7. Listen to Vojta’s speech

Before every measurement, Vojta gives a short speech, welcoming the students to the tokamak. Resist the temptation to tune it out and lend it an ear. You’ll avoid repeating the things which Vojta has already explained (such as the remote control room).

8. Get on a private videoconference with the students and introduce them to the laboratory

For every group, there should be one tutor and one videoconference. Turn on your camera and make sure your microphone works. Welcome the students. Introduce yourself. Tell them to turn on their cameras. Tell them to interrupt you with any question they might have.

Recap what you’re going to do during the laboratory. Explain the underlying question (is plasma confinement affected by \(B_t\) magnitude). Make sure they know that the energy confinement time is not the discharge duration. State that the lab will take about 4 hours and that you’ll make a break in the middle. Ask who has prepared the data processing scripts.

9. Show the shot homepage and explain data access

Send the students a link to the shot homepage. Make one of them share their screen and explain the shot homepage to them - where they’ll find the comment, the discharge parameters, what the basic diagnostics mean and where they’ll find their data.

Explain how the diagnostics look, how they are connected and how we collect the data. Explain that different signals require different post-processing. Tell the students that they’ll prioritize making discharges for the time being, but if there’s time at the end, you’ll do some of the data processing together.

Make the student who has prepared data processing scripts (or is the most willing to do it on the spot) to load and plot oscilloscope data from the latest discharge. (There’s a large chance Vojta will do a test discharge before the laboratory.) This will ensure that they know where to get the data.

■ **RECORDED INFORMATION**:
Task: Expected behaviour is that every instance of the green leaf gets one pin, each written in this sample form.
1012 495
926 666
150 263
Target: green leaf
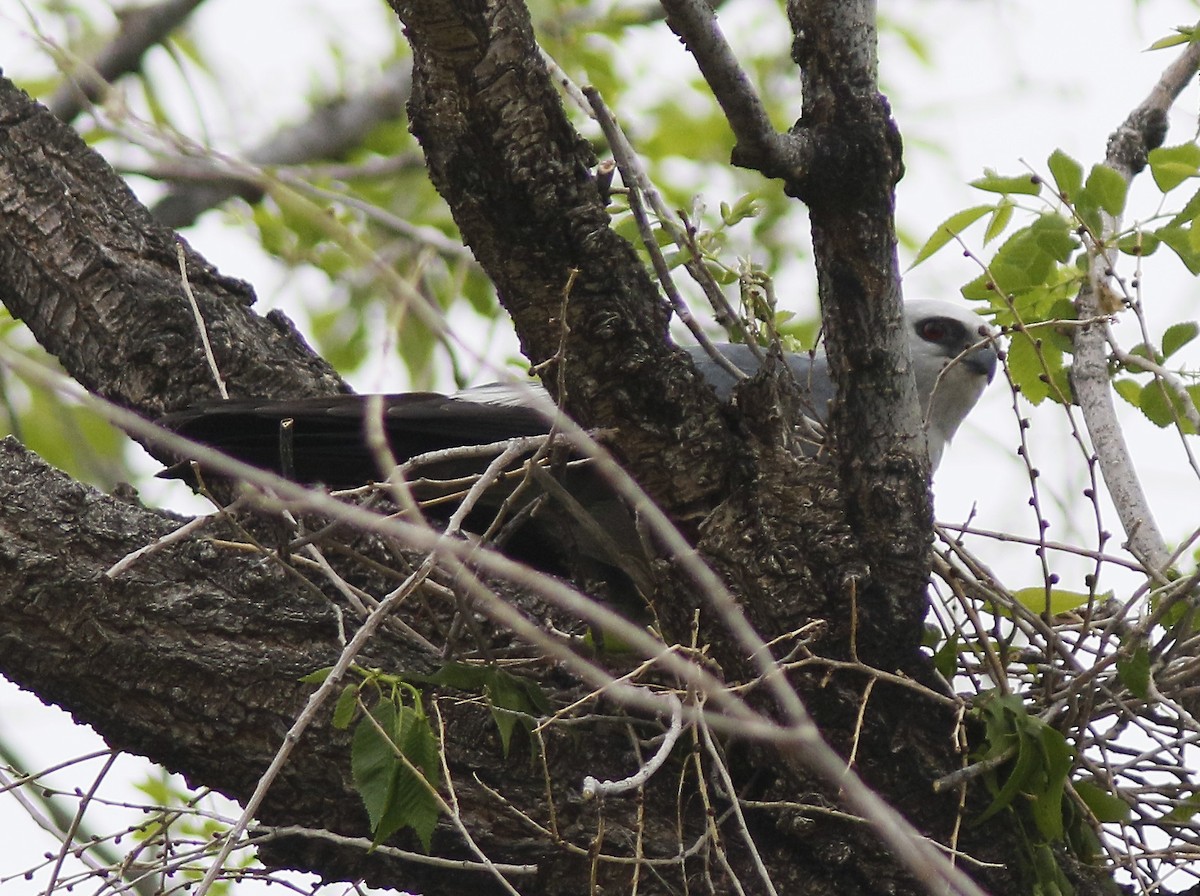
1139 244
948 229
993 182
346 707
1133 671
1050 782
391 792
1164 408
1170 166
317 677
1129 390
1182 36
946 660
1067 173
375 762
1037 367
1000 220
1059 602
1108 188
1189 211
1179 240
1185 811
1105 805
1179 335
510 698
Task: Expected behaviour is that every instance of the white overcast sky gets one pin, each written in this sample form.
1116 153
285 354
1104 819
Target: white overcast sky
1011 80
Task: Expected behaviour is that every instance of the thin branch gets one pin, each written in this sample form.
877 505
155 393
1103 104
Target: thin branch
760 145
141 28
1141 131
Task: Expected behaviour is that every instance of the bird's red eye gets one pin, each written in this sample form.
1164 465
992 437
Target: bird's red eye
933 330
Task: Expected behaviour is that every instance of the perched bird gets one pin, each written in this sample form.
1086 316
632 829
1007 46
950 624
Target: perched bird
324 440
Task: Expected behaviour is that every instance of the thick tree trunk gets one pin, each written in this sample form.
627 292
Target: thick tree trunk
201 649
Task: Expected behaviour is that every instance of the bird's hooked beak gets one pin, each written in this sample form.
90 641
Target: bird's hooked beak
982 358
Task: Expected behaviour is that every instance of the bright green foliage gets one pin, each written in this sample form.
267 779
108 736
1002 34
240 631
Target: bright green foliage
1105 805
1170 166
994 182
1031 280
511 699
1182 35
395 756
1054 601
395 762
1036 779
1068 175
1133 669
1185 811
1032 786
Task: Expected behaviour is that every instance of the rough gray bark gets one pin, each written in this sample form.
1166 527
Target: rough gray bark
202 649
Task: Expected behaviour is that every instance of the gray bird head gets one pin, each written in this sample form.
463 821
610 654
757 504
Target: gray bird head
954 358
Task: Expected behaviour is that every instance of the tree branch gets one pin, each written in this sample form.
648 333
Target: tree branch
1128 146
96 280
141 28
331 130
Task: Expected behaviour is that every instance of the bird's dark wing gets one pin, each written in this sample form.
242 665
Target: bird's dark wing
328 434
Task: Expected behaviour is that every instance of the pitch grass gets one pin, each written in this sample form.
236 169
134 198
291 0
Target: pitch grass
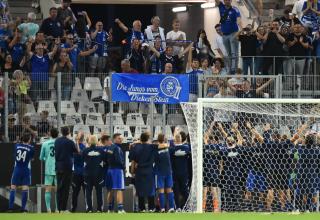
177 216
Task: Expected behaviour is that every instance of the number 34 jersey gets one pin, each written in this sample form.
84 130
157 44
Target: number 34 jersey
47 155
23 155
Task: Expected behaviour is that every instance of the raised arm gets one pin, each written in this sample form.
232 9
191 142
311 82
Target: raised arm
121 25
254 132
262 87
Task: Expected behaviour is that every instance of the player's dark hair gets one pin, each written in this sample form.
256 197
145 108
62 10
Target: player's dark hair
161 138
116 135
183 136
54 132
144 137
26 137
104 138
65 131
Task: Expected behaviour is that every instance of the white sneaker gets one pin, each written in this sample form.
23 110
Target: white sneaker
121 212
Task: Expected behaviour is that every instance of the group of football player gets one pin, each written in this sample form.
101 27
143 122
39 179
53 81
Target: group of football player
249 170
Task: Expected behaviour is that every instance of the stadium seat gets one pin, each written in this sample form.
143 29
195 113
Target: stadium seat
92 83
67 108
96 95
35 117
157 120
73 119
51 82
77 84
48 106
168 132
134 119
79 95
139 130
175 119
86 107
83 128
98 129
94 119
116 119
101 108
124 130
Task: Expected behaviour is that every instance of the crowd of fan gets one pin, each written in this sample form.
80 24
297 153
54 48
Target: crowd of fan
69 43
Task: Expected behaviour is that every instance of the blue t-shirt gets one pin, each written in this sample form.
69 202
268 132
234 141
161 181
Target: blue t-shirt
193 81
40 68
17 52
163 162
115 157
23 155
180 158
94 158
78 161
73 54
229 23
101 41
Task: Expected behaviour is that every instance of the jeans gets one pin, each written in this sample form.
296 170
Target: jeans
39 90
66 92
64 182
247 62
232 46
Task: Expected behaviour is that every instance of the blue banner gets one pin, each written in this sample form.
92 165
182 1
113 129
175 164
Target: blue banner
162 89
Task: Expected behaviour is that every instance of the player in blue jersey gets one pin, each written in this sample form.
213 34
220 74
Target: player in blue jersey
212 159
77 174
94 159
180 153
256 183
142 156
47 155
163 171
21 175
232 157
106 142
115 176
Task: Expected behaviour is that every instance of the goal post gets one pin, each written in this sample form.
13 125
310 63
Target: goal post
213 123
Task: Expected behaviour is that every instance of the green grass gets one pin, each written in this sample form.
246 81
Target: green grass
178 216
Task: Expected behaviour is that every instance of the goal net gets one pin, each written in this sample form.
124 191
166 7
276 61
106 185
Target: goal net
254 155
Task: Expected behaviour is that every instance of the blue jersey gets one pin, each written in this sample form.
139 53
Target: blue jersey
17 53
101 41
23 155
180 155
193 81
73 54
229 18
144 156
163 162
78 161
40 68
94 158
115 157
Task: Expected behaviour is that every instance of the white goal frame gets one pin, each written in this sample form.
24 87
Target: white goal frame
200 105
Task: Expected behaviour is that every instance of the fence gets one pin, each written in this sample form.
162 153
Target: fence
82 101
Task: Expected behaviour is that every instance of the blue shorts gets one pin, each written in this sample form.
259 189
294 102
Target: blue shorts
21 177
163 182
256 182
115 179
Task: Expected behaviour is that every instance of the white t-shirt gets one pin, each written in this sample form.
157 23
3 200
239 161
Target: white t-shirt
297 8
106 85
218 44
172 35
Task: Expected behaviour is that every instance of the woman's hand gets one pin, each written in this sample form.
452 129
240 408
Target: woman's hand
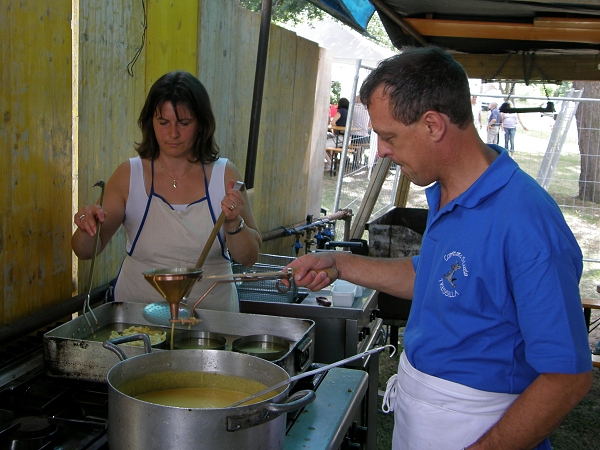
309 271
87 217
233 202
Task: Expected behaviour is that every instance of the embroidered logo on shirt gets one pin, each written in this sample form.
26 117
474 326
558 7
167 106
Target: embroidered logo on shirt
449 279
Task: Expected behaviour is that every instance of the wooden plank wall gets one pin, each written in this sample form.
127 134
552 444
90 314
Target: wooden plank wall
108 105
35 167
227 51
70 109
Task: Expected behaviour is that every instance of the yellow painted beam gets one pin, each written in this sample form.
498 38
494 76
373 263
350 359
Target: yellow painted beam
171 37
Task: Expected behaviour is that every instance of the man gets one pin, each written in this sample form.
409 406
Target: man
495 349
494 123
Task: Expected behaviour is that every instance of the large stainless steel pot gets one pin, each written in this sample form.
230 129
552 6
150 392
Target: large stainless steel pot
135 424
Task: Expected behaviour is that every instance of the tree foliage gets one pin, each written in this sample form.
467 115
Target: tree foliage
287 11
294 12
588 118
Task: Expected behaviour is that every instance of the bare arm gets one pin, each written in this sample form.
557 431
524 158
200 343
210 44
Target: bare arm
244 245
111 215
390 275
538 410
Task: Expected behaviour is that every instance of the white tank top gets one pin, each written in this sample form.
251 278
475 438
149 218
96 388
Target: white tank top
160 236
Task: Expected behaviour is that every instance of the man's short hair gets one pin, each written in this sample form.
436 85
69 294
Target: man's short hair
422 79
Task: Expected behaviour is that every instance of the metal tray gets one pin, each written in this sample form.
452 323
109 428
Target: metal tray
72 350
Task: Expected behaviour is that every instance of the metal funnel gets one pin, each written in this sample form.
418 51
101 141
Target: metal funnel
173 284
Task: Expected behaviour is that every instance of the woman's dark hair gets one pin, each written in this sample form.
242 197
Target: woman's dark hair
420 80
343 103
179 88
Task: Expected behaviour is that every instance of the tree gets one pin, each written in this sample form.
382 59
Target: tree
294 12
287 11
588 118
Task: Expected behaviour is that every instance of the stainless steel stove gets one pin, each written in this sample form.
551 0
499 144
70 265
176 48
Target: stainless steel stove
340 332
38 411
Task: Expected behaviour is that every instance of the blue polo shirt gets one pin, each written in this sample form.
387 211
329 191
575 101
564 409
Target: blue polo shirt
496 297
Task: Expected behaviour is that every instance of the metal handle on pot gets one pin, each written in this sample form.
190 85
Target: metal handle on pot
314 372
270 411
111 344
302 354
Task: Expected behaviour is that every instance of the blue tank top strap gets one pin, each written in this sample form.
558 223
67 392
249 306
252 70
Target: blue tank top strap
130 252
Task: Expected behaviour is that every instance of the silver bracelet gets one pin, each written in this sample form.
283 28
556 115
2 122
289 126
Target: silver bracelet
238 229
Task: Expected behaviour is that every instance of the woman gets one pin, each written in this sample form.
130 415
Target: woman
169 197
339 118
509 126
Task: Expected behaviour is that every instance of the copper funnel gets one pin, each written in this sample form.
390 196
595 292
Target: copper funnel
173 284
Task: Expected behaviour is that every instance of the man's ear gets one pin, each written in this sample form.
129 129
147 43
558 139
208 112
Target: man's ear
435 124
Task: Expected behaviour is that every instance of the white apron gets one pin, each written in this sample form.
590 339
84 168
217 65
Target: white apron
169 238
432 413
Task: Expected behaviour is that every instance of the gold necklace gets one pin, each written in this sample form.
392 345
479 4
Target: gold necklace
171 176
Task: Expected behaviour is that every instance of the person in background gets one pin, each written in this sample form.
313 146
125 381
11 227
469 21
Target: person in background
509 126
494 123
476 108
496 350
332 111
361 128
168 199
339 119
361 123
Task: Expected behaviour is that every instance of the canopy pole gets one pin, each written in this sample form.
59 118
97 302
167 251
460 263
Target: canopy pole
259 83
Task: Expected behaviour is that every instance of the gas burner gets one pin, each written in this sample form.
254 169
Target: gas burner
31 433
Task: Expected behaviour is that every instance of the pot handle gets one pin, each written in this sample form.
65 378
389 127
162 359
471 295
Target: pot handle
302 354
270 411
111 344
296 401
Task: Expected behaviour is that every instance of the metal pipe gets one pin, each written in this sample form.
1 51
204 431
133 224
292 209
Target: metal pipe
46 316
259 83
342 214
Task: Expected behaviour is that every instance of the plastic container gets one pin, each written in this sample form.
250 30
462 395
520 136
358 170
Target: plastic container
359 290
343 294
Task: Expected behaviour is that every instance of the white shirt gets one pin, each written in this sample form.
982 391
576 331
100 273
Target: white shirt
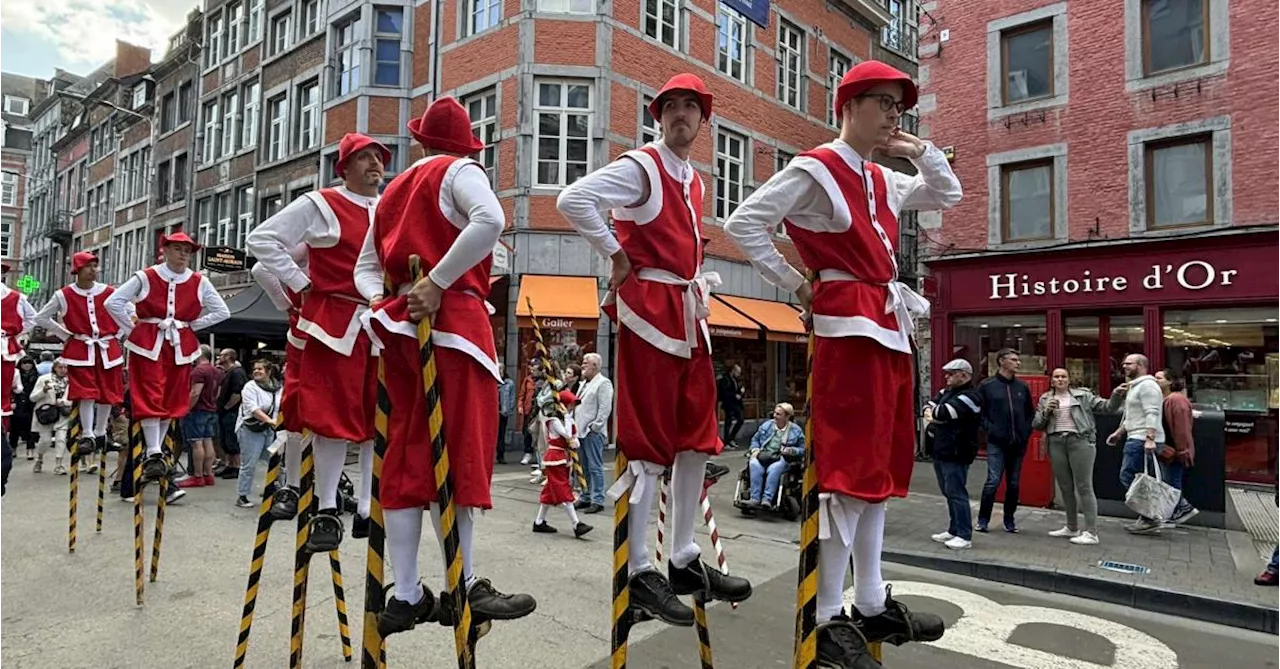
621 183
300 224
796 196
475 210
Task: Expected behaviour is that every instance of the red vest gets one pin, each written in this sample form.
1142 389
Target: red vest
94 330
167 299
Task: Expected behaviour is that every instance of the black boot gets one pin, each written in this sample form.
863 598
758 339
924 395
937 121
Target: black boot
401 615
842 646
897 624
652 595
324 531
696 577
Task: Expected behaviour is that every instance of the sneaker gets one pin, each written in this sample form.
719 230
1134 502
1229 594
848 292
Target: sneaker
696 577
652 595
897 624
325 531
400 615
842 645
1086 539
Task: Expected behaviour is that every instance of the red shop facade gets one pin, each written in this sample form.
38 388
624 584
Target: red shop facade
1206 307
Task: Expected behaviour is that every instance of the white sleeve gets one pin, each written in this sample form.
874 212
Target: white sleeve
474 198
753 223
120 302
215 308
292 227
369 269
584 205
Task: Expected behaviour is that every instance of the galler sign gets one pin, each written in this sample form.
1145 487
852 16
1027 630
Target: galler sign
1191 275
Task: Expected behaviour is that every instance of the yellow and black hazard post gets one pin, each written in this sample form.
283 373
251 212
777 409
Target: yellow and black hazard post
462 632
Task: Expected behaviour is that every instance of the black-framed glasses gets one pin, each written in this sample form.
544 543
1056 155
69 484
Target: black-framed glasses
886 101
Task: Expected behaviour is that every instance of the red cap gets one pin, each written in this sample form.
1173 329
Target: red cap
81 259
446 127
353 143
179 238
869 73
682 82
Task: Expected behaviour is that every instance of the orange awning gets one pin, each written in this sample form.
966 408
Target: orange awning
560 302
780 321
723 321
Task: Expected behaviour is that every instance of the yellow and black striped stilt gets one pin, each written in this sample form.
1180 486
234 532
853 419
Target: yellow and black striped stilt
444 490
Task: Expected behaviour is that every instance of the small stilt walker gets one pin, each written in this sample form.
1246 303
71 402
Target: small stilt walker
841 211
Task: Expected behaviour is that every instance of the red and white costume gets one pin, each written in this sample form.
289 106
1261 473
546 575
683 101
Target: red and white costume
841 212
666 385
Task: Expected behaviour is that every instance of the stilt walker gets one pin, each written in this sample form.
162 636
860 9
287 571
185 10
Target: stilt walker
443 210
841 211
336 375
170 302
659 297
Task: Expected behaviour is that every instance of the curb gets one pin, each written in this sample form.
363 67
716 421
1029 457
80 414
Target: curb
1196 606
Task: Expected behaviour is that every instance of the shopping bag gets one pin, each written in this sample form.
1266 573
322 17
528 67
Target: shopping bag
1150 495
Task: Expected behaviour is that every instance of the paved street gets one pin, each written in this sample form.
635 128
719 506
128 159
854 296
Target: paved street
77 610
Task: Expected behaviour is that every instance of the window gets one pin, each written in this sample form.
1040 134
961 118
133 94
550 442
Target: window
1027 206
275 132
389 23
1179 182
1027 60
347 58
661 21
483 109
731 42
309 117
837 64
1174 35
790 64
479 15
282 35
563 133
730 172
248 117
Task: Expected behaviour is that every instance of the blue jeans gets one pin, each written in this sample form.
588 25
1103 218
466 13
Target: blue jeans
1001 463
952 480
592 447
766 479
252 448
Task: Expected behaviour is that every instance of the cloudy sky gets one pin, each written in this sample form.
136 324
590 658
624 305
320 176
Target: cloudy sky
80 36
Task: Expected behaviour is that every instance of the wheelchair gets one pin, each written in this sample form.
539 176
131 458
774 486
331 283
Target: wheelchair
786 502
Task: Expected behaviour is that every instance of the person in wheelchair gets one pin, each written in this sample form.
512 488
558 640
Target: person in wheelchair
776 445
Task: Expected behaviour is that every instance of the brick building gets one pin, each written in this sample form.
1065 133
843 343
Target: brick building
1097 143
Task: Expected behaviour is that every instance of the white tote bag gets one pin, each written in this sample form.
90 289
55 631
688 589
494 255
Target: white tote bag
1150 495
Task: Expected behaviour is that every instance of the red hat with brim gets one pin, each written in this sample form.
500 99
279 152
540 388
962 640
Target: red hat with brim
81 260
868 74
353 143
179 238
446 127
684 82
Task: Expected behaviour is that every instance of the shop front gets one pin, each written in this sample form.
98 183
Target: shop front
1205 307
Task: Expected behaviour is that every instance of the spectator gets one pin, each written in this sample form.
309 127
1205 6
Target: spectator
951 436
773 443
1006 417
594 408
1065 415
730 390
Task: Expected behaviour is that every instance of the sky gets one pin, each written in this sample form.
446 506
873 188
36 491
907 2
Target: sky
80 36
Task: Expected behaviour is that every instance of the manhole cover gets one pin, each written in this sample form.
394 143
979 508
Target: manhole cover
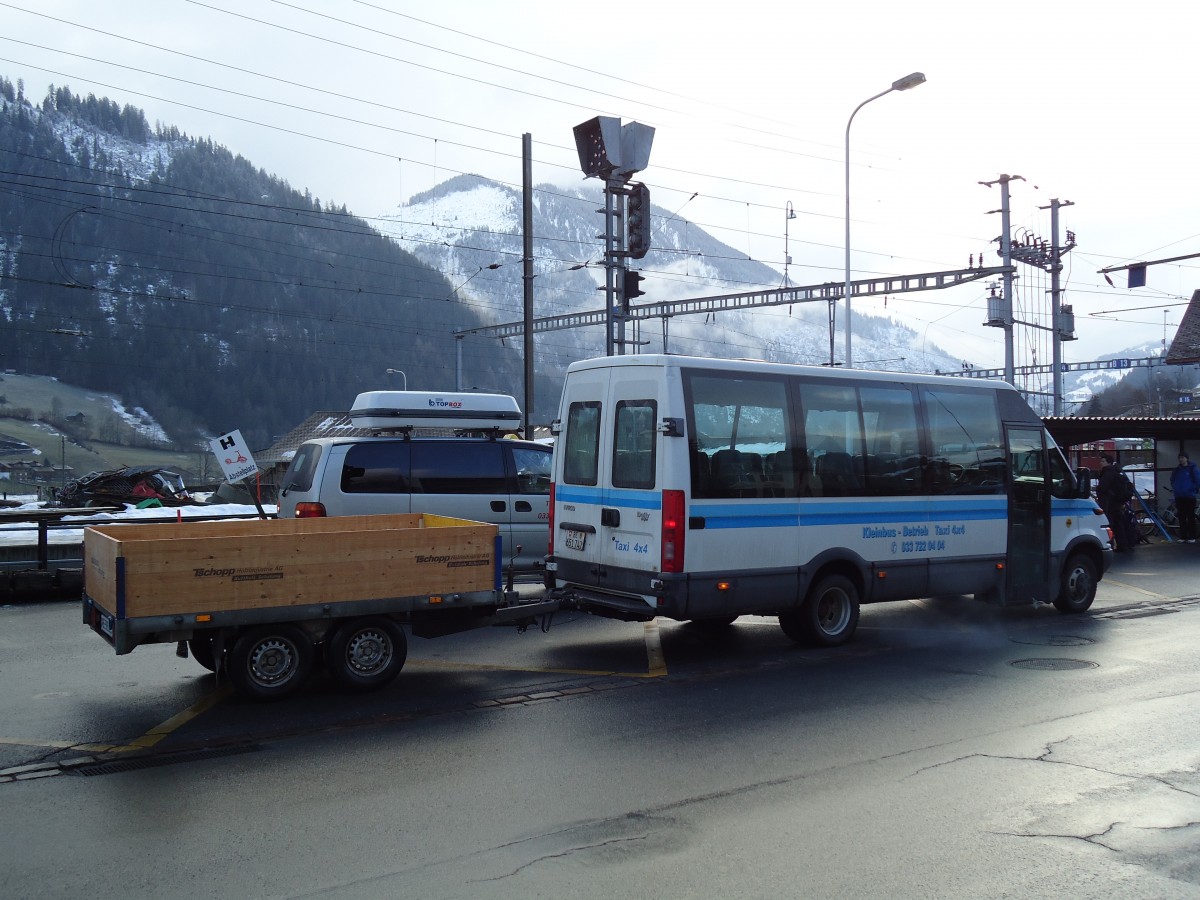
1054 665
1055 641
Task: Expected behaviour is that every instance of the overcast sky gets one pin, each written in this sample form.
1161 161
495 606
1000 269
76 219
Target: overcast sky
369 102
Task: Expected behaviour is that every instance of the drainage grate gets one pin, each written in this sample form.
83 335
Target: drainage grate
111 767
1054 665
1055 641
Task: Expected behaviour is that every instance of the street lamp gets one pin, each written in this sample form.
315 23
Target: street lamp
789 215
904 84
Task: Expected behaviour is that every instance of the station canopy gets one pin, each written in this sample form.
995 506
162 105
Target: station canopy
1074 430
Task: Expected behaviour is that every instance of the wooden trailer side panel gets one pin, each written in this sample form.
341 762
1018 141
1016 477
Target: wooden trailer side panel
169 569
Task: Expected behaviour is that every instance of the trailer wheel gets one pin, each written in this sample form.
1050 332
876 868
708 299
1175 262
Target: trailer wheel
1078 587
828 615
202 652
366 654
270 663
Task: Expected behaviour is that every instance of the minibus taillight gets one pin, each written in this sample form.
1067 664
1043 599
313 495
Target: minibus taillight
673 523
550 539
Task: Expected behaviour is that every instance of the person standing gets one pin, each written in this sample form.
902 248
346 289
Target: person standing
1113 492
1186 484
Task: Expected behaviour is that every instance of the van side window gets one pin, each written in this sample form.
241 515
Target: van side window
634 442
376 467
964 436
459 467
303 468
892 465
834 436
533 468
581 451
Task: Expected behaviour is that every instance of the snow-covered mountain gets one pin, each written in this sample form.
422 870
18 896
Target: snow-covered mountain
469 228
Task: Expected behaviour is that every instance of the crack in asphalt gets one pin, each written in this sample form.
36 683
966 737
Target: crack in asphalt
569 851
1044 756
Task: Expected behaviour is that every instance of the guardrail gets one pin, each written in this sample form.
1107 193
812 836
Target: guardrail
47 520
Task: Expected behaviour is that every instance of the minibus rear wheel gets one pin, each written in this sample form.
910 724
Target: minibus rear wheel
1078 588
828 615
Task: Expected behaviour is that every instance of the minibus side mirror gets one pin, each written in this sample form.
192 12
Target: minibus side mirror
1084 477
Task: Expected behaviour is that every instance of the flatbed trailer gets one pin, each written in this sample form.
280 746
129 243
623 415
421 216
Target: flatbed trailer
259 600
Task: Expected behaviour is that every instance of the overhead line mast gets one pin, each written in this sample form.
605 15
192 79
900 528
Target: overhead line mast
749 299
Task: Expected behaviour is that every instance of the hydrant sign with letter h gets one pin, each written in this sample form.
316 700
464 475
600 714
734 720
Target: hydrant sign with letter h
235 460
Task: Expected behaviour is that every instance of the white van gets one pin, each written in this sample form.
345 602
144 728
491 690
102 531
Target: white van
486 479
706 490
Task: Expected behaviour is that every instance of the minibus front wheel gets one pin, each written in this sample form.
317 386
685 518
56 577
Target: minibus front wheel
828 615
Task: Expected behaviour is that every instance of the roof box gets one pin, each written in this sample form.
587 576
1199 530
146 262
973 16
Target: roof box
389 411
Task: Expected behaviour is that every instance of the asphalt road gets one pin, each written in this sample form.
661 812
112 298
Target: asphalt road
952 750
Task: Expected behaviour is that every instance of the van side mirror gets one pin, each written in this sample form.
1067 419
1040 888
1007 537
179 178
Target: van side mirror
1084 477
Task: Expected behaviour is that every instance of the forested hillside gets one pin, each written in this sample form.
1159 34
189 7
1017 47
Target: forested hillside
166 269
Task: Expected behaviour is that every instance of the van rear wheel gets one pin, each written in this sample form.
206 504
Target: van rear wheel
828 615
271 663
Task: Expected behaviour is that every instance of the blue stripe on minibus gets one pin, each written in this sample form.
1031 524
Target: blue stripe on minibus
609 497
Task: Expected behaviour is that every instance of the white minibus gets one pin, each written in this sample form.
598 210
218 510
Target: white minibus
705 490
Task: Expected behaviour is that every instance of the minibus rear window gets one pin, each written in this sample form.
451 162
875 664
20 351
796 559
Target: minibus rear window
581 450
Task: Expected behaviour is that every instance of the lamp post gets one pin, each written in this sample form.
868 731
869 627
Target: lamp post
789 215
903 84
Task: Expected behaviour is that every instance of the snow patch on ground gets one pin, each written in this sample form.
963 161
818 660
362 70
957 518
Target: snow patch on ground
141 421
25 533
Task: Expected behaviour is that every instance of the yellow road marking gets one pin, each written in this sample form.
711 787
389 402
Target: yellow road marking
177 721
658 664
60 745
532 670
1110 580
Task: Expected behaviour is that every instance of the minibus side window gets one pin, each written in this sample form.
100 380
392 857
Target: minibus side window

■ **TO DO**:
A – In the tokamak lab guide, list everything the tutor should point out to the students on the shot homepage.
B – Continue the tokamak lab guide from where it stops.

■ **EXERCISE RESPONSES**:
A –
- where to find the comment
- the discharge parameters
- what the basic diagnostics mean
- where to find their data

B –
10. Take them through the control room and let them make discharges

Designate one student (not the one who has been the most active so far) to open the remote control room and share their screen. Then, take them through the discharge submission step by step. When that’s done, make them agree on a particular parameter scan and let them shoot. If there is a lot of groups and little time, you can agree on a central parameter scan with each group participating only with a few shots.

11. Control the data quality

For every discharge they make, check the data quality with your script. If something is wrong, address it immediately.

12. Answer their questions, solve their problems

There is a new problem almost in every instance of this laboratory. Don’t worry about it. In the worst case, the students can use data from some previous lab. Mistakes provide room for growth.

13. Begin the data processing

There is a fine line between supporting the students in their efforts and doing the work for them. It depends on how active the students are, how much Python they know, how much they know about tokamaks and coil signal integration… It is up to you to judge how much you should help them. Take comfort in the fact that small errors make little difference in the end.

14. Say goodbye and (optional) offer your contact

It’s nice if you promise to stay in touch should the students need any help with data processing. However, it isn’t compulsory. You might be too busy.